■ SELECTED EXCERPT:
start

# The Big "T" going to Florida



## swtour (Oct 8, 2001)

...one of the largest moves in the U.S. rc world and I can't believe I haven't seen a thing about it here!!

Team Trinity of New Jersey is Shutting DOWN the end of April and will become Team Epic of Florida the first of JUNE! 

Letter from Ernie P http://www.teamtrinity.com/Moving letter Web.pdf


----------



## stoneman (Jul 16, 2003)

Welcolm to Florida Trinity.


----------



## rchobbygirl (Apr 24, 2009)

Oh that is wicked! Where abouts in Florida???


----------



## rcgen (Jan 20, 2004)

rchobbygirl said:


> Oh that is wicked! Where abouts in Florida???


Team Epic Inc/Trinity
290 Springview Commerce Drive Suite # 4
DeBary, Florida 32713


Looks like off I-4 closer to Daytona end. KatF1sh have you met your new neighbor :drunk:


----------



## rchobbygirl (Apr 24, 2009)

Ohh that is a 3 hour drive for me.... but good to know!

Love seeing the sport flourish in FLORIDA though!


----------



## DOUGHBOY (May 7, 2008)

Do You Think There Will Be Any Advantages To Trinity Moving To Florida?????

More People Interested In Getting Into The Hobby??
Cheaper Prices??


----------



## cneyedog (Jan 22, 2002)

DOUGHBOY said:


> Do You Think There Will Be Any Advantages To Trinity Moving To Florida?????
> 
> More People Interested In Getting Into The Hobby??
> Cheaper Prices??


David, if Microsoft moved to florida, would windows cost any less ? ..... lol 

Ernie Provetti has lived in florida for awhile now, he sits like right next to the Orlando Magic bench.

I doubt cheaper prices ......... business is business but maybe we'll see him at some races, theres enough racing going on here in florida that im sure Trinity will support in one fashion or another.


----------



## katf1sh (Jan 17, 2002)

ernie has hired one of the best in the business and he races oval with us..things will begin to look uo for trinity and racing in general..ernie lost the hands on management and direction when he moved to florida..he now plans on making a come back in the hobby! he also promises to improve upon customer service...

end

■ PROVIDED DATA:
start

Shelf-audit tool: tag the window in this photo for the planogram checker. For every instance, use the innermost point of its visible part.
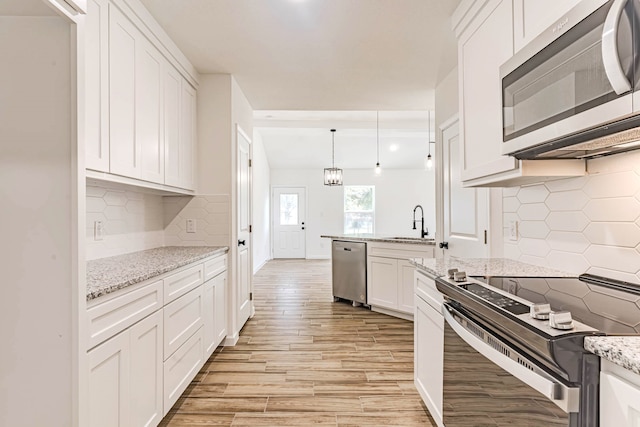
(288, 209)
(359, 202)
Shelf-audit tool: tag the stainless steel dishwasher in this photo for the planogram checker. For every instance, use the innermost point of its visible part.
(349, 271)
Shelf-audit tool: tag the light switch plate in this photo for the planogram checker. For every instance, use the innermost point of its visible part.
(513, 230)
(98, 230)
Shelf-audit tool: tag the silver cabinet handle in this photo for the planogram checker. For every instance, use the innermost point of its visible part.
(610, 58)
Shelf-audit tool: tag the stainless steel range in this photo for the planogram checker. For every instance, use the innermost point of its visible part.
(514, 350)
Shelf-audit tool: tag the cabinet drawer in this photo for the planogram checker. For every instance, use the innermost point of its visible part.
(180, 283)
(181, 319)
(181, 368)
(117, 314)
(214, 267)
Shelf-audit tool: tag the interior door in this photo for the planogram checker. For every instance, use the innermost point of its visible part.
(465, 209)
(243, 228)
(289, 235)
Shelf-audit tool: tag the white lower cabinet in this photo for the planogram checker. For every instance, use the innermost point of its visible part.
(144, 352)
(181, 367)
(125, 377)
(145, 390)
(390, 277)
(109, 382)
(428, 345)
(619, 397)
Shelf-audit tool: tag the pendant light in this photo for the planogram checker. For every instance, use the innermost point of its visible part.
(428, 161)
(333, 175)
(378, 168)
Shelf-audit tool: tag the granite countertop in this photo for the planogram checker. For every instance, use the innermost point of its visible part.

end

■ PROBLEM SET:
1: According to the Trinity relocation thread, in which Florida city is the Team Epic Inc/Trinity address located?
2: From the Trinity relocation thread, return the passage that begins at the words "I doubt cheaper" and stops after "upon customer service...".
3: Carry the Trinity relocation thread forward from the point at which it ends.
The data is not required for any of this work.

■ EXERCISE RESULTS:
1: DeBary, Florida.

2:
I doubt cheaper prices ......... business is business but maybe we'll see him at some races, theres enough racing going on here in florida that im sure Trinity will support in one fashion or another.


----------



## katf1sh (Jan 17, 2002)

ernie has hired one of the best in the business and he races oval with us..things will begin to look uo for trinity and racing in general..ernie lost the hands on management and direction when he moved to florida..he now plans on making a come back in the hobby! he also promises to improve upon customer service...

3:
trinty is also located 100 yards from my front door! poor pete is going to have a hard time getting any team stuff from now on! he he he 

if ernie does half of what he is talking about trinity will be a player in the game very soon.


----------



## Jerzferno (Aug 19, 2007)

Trinity used to be 30 minutes from me here in Jersey. No advantage what so ever.


----------



## BullFrog (Sep 24, 2002)

We knew that was coming. Now it's Welcome to the entire Trinity staff to Florida.


----------



## rchobbygirl (Apr 24, 2009)

LOL always a "warm" welcome here in Florida! LOL


----------



## ToddFalkowski (Aug 31, 2006)

cneyedog- how close is he to the bench? Maybe too close?

http://sports.yahoo.com/nba/blog/ba...an-demands-apology-from-Big-Ba?urn=nba,162606


----------



## THE DARKSIDE (Oct 7, 2001)

ToddFalkowski said:


> cneyedog- how close is he to the bench? Maybe too close?
> 
> http://sports.yahoo.com/nba/blog/ba...an-demands-apology-from-Big-Ba?urn=nba,162606


Passing on the inside......


----------



## cneyedog (Jan 22, 2002)

ToddFalkowski said:


> cneyedog- how close is he to the bench? Maybe too close?
> 
> http://sports.yahoo.com/nba/blog/ba...an-demands-apology-from-Big-Ba?urn=nba,162606


It would appear the front row is where the action is for sure ........


----------



## pmsimkins (Nov 4, 2004)

cneyedog said:


> It would appear the front row is where the action is for sure ........


It's good to know he's a tool out in the real world too.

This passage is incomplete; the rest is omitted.